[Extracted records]
-- Opening Marker --

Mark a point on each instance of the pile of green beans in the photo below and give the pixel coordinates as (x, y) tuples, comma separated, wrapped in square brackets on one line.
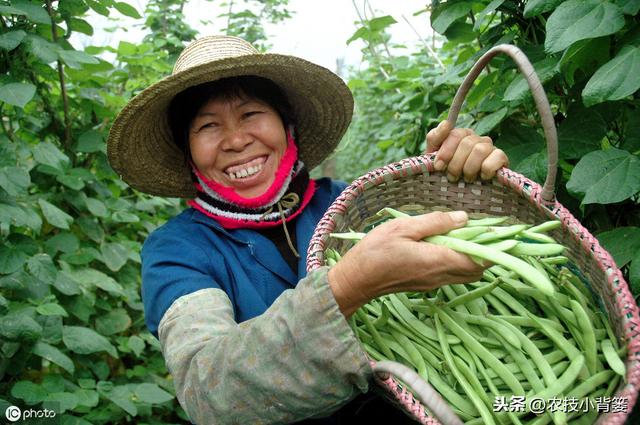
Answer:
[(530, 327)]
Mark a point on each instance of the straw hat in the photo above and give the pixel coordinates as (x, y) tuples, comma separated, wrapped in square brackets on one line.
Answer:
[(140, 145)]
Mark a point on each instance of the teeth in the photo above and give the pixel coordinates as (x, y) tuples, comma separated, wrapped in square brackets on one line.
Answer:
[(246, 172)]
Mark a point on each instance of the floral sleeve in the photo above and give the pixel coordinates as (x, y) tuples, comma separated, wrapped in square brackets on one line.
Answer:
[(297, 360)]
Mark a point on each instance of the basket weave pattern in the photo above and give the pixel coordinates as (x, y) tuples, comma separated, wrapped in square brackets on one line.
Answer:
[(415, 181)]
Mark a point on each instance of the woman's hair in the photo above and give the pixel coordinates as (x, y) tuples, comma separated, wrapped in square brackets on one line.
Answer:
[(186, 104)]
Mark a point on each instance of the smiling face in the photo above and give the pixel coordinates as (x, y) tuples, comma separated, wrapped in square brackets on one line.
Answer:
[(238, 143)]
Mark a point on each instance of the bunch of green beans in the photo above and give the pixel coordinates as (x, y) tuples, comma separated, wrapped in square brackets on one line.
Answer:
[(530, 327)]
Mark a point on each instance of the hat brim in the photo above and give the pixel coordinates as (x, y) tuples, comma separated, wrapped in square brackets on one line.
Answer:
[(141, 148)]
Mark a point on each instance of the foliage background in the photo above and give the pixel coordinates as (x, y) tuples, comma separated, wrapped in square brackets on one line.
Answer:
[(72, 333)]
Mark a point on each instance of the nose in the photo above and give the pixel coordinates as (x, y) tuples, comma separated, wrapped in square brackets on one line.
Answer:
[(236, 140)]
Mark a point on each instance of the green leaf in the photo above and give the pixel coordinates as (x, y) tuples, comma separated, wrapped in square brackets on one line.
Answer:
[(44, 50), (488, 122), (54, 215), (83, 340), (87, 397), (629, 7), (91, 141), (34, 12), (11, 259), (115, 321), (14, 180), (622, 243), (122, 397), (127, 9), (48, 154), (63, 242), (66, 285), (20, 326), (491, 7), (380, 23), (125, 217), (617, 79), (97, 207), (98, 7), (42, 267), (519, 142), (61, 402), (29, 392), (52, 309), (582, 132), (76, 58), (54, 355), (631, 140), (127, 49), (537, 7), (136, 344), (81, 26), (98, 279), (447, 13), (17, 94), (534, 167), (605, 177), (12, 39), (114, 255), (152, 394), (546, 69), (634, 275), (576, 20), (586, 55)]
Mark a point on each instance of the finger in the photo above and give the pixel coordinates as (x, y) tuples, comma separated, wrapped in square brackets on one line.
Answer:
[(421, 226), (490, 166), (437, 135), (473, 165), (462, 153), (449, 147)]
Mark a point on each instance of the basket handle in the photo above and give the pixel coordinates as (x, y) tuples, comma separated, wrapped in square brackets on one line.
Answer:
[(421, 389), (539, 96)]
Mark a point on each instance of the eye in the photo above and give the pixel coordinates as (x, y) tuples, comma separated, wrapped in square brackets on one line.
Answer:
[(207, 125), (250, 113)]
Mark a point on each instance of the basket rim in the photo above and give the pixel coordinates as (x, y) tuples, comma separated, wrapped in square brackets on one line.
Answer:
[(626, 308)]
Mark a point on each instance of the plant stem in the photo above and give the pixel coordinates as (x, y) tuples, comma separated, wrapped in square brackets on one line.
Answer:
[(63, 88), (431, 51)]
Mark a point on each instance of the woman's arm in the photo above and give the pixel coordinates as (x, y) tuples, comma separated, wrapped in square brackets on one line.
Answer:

-- Closing Marker --

- _What to produce_:
A complete answer lists each line of the data that holds the word "beans".

- _Answer section_:
Mark a point on each instance of the pile of green beans in the photo below and give the pixel coordinates as (x, y) tuples, comma separated, wrapped in square brackets on one line.
Mark a point on each instance of the bunch of green beans in the photo above and give the pixel coordinates as (x, y) tuples, comma separated, wrapped in square brackets on one line.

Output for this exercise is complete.